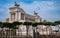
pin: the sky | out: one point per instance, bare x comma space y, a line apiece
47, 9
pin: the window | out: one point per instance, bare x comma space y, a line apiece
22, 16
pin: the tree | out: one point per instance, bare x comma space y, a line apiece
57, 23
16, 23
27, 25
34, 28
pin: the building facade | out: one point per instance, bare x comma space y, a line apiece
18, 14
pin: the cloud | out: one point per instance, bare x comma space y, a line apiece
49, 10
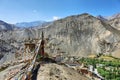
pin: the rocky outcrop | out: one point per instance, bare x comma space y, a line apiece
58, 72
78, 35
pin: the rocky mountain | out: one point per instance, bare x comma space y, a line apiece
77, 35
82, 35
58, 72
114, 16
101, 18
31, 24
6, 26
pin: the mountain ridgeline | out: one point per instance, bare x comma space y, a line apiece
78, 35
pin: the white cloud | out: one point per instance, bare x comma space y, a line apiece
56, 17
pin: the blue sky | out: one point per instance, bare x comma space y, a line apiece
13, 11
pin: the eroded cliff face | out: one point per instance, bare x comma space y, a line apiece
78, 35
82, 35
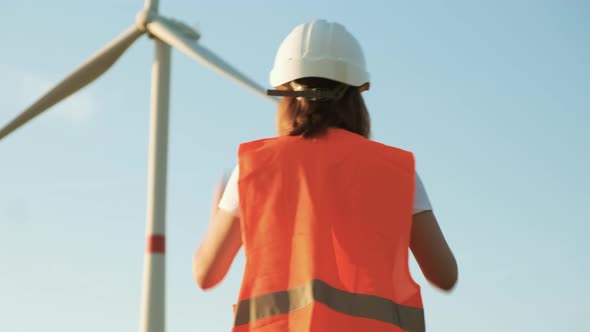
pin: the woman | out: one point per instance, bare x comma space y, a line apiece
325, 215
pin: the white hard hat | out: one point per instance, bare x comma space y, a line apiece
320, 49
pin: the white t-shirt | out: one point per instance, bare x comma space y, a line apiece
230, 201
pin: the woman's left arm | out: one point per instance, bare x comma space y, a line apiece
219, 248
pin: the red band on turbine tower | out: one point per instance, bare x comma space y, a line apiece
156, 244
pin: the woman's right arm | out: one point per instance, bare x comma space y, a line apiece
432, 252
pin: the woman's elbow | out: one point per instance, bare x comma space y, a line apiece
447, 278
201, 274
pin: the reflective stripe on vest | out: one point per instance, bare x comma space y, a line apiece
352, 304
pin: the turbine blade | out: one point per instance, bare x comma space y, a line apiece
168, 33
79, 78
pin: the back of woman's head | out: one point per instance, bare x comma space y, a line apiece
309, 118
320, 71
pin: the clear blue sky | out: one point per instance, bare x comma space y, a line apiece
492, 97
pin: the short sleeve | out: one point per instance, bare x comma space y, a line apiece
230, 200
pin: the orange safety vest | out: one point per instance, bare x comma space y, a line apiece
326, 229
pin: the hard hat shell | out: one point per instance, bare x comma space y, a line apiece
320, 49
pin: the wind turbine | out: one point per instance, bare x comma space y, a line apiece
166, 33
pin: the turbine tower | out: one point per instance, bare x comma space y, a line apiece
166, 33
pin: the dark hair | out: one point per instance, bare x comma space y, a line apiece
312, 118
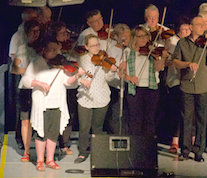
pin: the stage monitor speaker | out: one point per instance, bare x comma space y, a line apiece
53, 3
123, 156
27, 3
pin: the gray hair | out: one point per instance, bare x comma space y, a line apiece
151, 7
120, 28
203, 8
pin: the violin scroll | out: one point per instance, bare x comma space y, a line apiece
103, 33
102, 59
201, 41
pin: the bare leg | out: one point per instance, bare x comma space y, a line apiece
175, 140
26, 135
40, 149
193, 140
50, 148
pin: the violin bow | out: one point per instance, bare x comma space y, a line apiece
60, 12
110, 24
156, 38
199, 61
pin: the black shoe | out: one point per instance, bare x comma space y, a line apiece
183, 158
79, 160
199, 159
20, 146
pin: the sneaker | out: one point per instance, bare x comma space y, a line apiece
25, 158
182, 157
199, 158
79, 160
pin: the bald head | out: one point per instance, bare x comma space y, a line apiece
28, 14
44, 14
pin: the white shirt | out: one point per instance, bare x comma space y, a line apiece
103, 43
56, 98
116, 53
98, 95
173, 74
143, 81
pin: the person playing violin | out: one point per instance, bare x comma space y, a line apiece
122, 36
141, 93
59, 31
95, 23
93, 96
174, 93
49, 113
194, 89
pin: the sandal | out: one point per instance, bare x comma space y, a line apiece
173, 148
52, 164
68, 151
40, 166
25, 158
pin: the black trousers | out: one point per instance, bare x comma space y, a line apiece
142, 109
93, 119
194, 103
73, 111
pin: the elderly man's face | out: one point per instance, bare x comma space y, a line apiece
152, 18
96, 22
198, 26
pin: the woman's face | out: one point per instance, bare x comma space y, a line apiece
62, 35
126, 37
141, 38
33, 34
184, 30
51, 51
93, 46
------------------------------------------------------------
■ PROBLEM TO WORK ON
Word for word, print every record, and leave out any picture.

■ PROBLEM SOLUTION
pin: the sky | out: one point per instance, bare x comma space y, a line apiece
47, 9
pin: the window | out: one point per instance, bare x comma space y, a line apiece
22, 16
pin: the tree | out: one point per instance, bare x comma space y, a line apiece
57, 23
16, 23
27, 25
34, 28
pin: the building facade | out: one point per instance, bare x comma space y, a line apiece
18, 14
pin: the cloud | out: one point per instance, bare x comma space y, a line apiece
49, 10
pin: the rocky outcrop | out: one point per instance, bare x comma space y, a line apiece
58, 72
78, 35
pin: the rocky mountain | out: one point per instance, bare x comma space y, a line apiece
77, 35
82, 35
58, 72
114, 16
101, 18
31, 24
6, 26
pin: the mountain ridgeline | out: one point per instance, bare x comma space y, a line apiece
78, 35
pin: the white cloud | out: one point per instance, bare x comma space y, a line apiece
56, 17
pin: the blue sky | out: one point per instance, bare x comma space y, a line apiece
13, 11
pin: the eroded cliff face | out: one point per instance, bare x comma space y, a line apiece
78, 35
82, 35
pin: the woman | out: one point per instance, bare x comma space y, a line apiece
325, 215
pin: the white hard hat | out: one point per instance, bare x comma space y, a line apiece
320, 49
pin: the white t-shirt | out: one point per instance, bare x comma space y, a line apiece
230, 201
pin: the woman's left arm | out: one point per instance, bare x comma space y, a line apiece
219, 248
pin: the red band on turbine tower | out: one point per instance, bare x comma space y, a line apiece
156, 244
pin: the woman's right arm | out: one point per instance, bare x comma space y, a line apiece
432, 252
pin: the woman's elbow | out: one point per instance, bare x comma space y, a line apiece
447, 278
201, 274
pin: the reflective stripe on vest | out: one point per instance, bare x comma space y, a line apiece
352, 304
pin: the turbine blade | out: one point per instance, bare x comma space y, a line apiece
168, 33
79, 78
pin: the back of woman's head | out: one point per instance, bare x comma space y, a line apiece
309, 118
320, 71
pin: the clear blue sky | out: one point per instance, bare x comma space y, a line apiece
492, 97
pin: the short sleeve | out: one point per instance, bare x comma space y, a line apiece
230, 200
pin: the orange safety vest | out: one point per instance, bare x comma space y, a line apiece
326, 229
pin: the hard hat shell | out: one point per instance, bare x comma space y, a line apiece
320, 49
pin: the wind turbine | out: one point per instance, bare x comma space y, a line apiece
166, 33
pin: the turbine tower | out: one point per instance, bare x comma space y, a line apiece
166, 33
pin: the dark hair | out: one point per instance, bare x comma space y, a line apiece
312, 118
pin: the stage monitor speaker | out: one point per instance, bare x comma space y, a line apiece
53, 3
123, 156
27, 3
pin: the gray hair | out: one point per instance, bare x comma space y, a line apiece
151, 7
120, 28
203, 8
pin: the violin scroll | out: one point per instance, bare x comma space y, a line apiece
103, 33
102, 59
201, 41
pin: the bare leg | out: one point per instance, bare x comma space y, a line apiece
175, 140
26, 135
40, 149
193, 140
50, 148
pin: the violin bow | out: one point per instance, bare x comma space y, a line apiece
60, 12
110, 24
156, 38
199, 61
pin: the black shoe | out: one point per instance, bare x comma space y, a line apiece
183, 158
79, 160
199, 159
20, 146
pin: the sneaker | out: one point per instance, bare x comma space y, a line apiece
25, 158
182, 157
199, 158
79, 160
pin: the bald head | out: one point per instance, bare x comma space y, a line apiece
28, 14
44, 14
pin: the white shirt | out: one point per instance, bare x comma space y, a line apiece
103, 43
56, 98
116, 53
98, 95
173, 74
143, 81
pin: the person playing violin | out: one point per instance, bare x comma space y, a line apiece
122, 36
141, 93
59, 31
95, 23
93, 96
174, 93
49, 113
194, 89
pin: the sandal | out: one point per instance, bare x comma space y, a line apiece
173, 148
52, 164
68, 151
40, 166
25, 158
pin: the black trousers | out: one point per instance, bare x comma space y, a line apiece
142, 109
93, 119
194, 103
73, 111
pin: the elderly man's face | out: one point per instance, bare x comma space y, a line apiece
152, 18
96, 22
198, 26
pin: the woman's face | out: one point per instance, bare x comma space y, a line apiece
62, 35
126, 37
141, 38
33, 34
184, 30
51, 51
93, 46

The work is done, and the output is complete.